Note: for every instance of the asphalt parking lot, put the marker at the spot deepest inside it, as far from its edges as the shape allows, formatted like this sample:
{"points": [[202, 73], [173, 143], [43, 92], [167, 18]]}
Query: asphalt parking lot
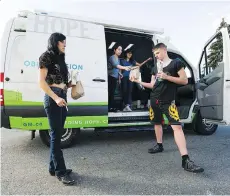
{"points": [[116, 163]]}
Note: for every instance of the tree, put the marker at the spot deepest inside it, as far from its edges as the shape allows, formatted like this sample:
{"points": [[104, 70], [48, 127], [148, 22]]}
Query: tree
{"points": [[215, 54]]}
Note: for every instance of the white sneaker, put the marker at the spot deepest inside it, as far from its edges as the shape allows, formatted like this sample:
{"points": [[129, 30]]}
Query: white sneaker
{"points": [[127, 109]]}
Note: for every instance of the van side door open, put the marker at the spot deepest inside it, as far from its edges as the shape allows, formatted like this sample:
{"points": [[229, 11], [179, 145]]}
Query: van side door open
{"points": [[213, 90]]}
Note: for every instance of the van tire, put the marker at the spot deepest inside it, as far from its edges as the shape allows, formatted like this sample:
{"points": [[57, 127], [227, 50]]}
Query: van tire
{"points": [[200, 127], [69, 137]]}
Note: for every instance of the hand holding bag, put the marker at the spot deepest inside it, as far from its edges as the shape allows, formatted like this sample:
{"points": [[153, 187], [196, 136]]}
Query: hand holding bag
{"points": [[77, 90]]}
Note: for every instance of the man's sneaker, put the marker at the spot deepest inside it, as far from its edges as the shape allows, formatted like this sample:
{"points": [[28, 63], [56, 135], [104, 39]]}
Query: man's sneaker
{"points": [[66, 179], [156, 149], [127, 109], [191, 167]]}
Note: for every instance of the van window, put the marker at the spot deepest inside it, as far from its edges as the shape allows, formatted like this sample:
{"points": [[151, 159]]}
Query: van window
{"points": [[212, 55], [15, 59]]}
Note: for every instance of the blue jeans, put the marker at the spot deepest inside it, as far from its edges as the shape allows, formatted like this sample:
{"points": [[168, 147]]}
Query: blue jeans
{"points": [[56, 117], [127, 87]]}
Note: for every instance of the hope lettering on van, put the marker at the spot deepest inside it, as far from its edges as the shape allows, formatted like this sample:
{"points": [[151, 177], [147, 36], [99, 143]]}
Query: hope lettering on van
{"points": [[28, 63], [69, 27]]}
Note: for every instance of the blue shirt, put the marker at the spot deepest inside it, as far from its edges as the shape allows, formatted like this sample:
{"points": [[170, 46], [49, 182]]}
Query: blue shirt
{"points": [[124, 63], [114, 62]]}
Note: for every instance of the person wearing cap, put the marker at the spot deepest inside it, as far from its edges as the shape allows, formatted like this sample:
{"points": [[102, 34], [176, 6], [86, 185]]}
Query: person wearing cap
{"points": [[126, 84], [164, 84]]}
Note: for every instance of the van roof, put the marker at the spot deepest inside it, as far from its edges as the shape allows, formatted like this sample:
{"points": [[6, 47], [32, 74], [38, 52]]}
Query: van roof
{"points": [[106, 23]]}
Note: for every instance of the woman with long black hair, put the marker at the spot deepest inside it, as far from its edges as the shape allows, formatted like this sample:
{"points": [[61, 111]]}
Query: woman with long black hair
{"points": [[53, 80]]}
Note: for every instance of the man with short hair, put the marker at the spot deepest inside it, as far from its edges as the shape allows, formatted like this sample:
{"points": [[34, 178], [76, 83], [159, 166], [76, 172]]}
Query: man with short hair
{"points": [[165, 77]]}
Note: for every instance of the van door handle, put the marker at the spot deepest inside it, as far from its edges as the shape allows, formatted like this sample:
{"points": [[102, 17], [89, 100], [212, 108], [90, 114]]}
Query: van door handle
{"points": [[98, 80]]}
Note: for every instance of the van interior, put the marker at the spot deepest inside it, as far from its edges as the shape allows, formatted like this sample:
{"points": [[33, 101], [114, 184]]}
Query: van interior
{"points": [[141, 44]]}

####

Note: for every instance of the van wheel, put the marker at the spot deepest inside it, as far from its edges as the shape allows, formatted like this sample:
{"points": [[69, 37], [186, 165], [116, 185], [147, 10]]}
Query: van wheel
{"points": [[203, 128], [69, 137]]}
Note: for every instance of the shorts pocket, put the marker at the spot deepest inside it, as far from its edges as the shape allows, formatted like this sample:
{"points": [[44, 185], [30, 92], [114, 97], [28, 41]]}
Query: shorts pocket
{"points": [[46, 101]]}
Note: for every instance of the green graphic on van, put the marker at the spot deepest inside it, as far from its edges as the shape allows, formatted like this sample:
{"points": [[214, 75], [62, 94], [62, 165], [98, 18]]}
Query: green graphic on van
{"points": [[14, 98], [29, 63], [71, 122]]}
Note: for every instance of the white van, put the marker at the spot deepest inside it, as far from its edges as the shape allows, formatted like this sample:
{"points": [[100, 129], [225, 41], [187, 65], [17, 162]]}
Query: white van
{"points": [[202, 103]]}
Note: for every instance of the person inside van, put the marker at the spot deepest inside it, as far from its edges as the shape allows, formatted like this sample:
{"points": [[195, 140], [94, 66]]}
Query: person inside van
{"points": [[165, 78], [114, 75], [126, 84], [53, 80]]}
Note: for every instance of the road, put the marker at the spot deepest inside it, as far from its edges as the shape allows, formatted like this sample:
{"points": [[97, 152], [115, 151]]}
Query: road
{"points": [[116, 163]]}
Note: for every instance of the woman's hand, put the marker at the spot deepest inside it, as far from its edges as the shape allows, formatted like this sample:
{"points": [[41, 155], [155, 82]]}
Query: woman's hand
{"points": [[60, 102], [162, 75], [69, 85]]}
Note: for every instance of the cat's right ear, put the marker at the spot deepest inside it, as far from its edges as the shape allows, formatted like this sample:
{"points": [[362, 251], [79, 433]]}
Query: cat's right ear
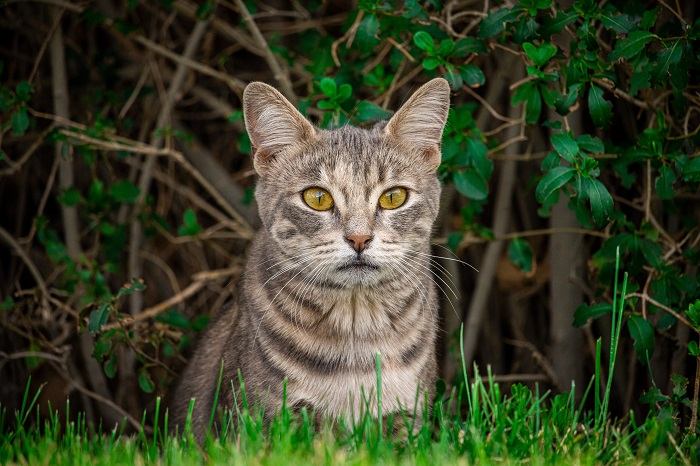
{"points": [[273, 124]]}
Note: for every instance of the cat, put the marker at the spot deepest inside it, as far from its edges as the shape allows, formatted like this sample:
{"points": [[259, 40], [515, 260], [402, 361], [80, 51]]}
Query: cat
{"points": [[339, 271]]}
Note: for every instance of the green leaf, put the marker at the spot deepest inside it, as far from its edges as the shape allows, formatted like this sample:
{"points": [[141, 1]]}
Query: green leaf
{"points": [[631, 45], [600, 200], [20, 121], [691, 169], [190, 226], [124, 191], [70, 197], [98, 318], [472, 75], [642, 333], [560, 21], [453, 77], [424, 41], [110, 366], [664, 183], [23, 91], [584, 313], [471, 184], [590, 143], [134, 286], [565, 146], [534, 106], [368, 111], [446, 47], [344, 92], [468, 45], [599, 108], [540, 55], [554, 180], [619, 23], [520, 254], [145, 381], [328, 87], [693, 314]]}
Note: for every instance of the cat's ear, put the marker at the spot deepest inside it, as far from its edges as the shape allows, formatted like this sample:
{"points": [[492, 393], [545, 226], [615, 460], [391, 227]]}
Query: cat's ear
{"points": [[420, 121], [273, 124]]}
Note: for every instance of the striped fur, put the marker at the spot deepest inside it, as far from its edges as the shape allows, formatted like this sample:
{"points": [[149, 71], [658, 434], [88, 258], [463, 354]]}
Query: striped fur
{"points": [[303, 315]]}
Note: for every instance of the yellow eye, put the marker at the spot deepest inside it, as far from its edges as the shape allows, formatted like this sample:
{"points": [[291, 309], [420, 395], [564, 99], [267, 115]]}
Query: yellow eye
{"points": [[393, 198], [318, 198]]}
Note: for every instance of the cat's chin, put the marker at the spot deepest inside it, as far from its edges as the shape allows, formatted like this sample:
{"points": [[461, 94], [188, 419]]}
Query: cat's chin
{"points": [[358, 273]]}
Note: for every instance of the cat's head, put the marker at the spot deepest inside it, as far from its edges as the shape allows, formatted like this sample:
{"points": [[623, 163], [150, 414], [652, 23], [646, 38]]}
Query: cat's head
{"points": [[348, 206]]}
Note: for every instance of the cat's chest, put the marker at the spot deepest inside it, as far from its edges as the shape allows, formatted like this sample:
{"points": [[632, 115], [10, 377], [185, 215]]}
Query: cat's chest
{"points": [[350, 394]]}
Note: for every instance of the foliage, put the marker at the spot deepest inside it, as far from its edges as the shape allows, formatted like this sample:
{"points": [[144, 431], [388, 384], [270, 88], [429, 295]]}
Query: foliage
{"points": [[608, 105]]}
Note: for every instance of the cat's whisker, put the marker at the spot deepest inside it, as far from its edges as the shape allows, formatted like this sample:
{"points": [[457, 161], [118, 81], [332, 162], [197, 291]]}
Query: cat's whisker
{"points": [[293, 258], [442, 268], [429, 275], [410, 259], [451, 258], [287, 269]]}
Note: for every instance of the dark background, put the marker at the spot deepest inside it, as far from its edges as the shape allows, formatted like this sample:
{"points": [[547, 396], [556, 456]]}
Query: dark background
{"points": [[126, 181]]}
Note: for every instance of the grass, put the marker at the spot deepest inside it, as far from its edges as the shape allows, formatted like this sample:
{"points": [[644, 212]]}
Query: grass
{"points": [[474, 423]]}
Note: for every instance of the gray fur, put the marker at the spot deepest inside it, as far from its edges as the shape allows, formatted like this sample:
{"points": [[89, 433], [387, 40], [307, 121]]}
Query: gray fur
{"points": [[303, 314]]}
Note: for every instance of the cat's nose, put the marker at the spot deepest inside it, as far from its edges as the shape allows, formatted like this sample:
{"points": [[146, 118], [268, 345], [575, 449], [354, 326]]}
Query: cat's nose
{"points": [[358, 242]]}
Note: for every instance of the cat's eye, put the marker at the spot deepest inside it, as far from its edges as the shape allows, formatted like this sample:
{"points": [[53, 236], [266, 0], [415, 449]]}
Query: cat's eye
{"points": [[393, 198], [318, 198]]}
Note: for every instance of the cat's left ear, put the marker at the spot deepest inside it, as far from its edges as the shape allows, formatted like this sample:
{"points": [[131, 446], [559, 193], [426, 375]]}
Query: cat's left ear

####

What is being asked — Gather every line of the rows that contains the word "white" and copy each one out. Case counts.

Exercise solution —
Note: for every instance of the white sneaker, put the marker at the spot deepest inside it, as far from its edges as the shape allows, formatted like this sample:
Query: white sneaker
Note: for every instance of the white van, put the marker at the spot deepest inside it, as far from its edges as the shape allows, formatted like this sample:
Query: white van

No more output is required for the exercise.